In the corresponding implementation, we don’t need a stack. In your implementation of the big-step semantics, you probably used function calls to achieve the same effect as a stack; under the assumption that the term to be evaluated is in CPS, you would be able to write an interpreter or compiler that doesn’t use target-language function calls.

The type of continuations

What does the CPS transform do to types? Consider a term t with type T; for simplicity, assume that T is a base type. (Function types are more complicated because 𝒞 is recursively applied to the return type.) The CPS transform turns this into a function looking for the final continuation, which we’ve decided is exit.

[Labeled-object pointing entries]

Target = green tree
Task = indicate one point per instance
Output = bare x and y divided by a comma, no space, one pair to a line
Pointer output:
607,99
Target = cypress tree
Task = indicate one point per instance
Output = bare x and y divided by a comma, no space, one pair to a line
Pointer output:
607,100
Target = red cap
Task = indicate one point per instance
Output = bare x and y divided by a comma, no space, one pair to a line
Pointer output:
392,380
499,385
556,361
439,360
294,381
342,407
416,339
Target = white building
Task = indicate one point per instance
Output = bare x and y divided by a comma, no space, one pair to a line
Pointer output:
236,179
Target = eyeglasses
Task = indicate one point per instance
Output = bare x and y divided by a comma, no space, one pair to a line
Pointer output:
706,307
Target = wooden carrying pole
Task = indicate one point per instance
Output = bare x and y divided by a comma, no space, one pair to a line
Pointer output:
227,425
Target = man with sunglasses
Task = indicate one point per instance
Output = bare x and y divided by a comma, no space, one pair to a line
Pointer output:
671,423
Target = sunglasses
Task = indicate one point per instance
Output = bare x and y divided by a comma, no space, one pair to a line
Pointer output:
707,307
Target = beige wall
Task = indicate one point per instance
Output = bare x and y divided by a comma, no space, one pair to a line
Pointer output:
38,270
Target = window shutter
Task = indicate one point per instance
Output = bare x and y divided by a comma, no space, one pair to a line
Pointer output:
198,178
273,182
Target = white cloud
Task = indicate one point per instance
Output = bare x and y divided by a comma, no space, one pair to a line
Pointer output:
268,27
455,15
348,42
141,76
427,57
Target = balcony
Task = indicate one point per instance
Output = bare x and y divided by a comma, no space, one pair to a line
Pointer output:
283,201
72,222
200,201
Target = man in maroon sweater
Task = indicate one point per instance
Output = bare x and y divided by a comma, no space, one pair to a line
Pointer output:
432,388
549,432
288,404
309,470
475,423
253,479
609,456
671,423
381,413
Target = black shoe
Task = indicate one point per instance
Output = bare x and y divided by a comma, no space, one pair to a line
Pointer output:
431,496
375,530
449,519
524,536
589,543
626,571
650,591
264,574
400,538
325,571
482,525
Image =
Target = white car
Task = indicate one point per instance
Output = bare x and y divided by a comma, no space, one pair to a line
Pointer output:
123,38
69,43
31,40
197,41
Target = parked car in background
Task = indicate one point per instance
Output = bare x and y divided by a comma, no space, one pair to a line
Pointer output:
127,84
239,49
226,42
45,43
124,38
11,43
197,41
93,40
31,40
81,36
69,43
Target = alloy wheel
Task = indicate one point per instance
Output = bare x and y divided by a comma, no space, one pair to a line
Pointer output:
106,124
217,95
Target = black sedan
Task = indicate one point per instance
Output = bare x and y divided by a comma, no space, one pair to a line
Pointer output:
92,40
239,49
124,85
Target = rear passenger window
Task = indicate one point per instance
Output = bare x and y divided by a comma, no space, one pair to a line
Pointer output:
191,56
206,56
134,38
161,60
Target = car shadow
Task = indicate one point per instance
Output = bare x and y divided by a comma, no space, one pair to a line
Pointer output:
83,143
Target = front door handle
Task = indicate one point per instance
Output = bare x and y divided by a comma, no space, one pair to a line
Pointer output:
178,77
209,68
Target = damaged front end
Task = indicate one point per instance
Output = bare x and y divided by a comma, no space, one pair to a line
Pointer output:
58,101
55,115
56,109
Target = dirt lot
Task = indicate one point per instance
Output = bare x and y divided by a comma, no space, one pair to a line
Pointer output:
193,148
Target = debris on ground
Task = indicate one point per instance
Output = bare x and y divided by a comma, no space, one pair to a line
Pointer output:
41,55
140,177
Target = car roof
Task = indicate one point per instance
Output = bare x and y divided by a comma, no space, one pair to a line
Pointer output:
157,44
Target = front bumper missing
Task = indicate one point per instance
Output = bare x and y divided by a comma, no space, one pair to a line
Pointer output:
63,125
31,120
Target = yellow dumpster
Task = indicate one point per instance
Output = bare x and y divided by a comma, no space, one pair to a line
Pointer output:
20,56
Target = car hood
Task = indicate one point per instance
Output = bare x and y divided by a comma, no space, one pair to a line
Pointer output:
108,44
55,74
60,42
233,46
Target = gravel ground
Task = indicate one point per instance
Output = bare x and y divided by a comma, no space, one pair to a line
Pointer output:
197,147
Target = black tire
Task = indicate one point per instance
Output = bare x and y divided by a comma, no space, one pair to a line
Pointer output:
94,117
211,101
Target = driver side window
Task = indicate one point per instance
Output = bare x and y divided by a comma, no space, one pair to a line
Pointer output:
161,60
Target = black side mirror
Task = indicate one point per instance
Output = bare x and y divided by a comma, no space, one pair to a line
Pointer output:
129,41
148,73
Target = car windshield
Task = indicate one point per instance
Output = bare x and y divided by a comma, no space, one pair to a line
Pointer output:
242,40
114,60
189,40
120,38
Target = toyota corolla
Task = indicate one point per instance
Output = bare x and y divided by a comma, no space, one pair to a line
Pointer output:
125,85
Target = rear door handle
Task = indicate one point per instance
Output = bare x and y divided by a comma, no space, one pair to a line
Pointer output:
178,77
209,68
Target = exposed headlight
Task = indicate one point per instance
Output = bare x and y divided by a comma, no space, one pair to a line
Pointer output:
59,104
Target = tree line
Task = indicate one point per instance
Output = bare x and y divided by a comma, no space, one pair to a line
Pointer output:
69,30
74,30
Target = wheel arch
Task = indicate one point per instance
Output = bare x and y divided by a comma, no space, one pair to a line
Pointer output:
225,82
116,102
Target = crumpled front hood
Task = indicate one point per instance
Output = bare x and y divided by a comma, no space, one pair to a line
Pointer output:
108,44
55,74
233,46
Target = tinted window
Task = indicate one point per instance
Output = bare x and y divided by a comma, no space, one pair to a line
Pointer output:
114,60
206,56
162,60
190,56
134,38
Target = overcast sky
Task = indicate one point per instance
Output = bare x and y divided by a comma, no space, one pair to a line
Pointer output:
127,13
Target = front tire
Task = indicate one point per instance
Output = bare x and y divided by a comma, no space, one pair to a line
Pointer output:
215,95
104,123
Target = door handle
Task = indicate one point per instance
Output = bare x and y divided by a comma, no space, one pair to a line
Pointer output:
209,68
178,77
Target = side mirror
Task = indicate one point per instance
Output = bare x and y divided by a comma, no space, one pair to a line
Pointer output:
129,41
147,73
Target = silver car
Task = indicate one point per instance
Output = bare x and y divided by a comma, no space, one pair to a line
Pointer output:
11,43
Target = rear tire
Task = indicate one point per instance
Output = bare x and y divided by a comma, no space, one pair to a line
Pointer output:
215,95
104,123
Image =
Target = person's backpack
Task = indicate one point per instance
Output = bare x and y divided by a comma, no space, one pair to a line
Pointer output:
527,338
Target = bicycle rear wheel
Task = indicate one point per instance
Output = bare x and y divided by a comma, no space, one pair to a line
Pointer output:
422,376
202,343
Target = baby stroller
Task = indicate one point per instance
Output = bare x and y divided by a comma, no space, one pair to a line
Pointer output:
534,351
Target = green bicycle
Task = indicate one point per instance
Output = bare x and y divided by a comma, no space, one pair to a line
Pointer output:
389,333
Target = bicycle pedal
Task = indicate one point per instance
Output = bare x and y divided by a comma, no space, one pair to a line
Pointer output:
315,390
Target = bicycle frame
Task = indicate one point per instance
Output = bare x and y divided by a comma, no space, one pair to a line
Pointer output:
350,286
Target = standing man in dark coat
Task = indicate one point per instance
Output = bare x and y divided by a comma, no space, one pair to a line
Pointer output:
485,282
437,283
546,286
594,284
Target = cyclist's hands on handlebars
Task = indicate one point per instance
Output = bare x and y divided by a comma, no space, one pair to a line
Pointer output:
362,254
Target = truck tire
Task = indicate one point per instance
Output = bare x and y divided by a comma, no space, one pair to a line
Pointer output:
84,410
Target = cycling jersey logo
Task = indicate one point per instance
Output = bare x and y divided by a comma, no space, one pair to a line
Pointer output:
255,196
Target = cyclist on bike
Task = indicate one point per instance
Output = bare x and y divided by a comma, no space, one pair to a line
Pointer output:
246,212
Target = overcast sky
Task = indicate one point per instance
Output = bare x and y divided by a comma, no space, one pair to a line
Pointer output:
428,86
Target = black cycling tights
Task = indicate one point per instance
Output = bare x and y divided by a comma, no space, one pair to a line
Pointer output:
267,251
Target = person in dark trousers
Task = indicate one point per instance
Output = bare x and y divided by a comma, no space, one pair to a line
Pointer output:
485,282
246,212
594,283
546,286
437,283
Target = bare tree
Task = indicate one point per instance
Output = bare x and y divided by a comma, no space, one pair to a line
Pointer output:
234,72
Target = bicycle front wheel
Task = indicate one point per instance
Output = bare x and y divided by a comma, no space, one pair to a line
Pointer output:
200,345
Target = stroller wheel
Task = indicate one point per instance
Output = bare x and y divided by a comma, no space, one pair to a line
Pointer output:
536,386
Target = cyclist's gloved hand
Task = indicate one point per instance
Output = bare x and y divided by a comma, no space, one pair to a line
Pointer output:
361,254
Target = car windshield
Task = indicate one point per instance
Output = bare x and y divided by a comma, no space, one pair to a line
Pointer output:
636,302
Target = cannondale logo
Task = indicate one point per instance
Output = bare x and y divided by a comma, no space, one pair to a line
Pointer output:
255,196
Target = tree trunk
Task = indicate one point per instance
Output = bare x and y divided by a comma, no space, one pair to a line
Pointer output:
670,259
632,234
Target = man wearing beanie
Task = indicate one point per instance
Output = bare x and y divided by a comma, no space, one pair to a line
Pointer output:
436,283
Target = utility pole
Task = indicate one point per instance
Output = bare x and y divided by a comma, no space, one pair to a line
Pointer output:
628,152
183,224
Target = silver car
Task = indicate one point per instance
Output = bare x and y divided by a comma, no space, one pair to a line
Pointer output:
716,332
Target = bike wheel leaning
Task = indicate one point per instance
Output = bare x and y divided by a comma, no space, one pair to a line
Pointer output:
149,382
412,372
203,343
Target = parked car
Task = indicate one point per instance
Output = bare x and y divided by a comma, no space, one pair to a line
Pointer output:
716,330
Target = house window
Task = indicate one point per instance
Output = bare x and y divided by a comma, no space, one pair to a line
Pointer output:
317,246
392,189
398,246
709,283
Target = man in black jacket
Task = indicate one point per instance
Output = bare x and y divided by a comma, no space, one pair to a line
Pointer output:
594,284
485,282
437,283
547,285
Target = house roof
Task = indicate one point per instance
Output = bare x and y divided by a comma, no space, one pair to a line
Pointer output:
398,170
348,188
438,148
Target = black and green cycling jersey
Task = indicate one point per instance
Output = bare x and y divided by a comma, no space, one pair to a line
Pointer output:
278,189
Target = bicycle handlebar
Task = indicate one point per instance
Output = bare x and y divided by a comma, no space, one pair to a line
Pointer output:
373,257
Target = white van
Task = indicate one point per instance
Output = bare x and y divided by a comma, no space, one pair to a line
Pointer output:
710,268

- _DIRECTIVE 1_:
Copy the passage on the CPS transform word for word, from "In the corresponding" to "decided is exit.".
- _DIRECTIVE 2_:
Put this sentence from the passage on the CPS transform into Spanish: "In the corresponding implementation, we don't need a stack."
- _DIRECTIVE 3_:
Pick up the passage on the CPS transform where it stops and keep writing.
The material has nothing to do with the passage on the CPS transform.

- _RESULT 1_:
In the corresponding implementation, we don’t need a stack. In your implementation of the big-step semantics, you probably used function calls to achieve the same effect as a stack; under the assumption that the term to be evaluated is in CPS, you would be able to write an interpreter or compiler that doesn’t use target-language function calls.

The type of continuations

What does the CPS transform do to types? Consider a term t with type T; for simplicity, assume that T is a base type. (Function types are more complicated because 𝒞 is recursively applied to the return type.) The CPS transform turns this into a function looking for the final continuation, which we’ve decided is exit.

- _RESULT 2_:
En la implementación correspondiente, no necesitamos una pila.

- _RESULT 3_:
Since exit does not return, its return type should (arguably) be the null type, or the type that contains no values, usually written ⊥ and pronounced “bottom”. So

exit : T→⊥
𝒞⟦t⟧ : (T→⊥)→⊥

Since every call is a tail call, every continuation must have the same return type as the final continuation, so for every term of base type T, the CPS transform turns it into a term of type (T→⊥)→⊥, and its continuation has type T→⊥.

Under the Curry-Howard isomorphism, ⊥ corresponds to false. And recall that X→Y in classical logic is defined to be ¬X ∨ Y. So the type of a continuation corresponds to T→⊥ = ¬T ∨ false = ¬T. In other words, continuations correspond to negation.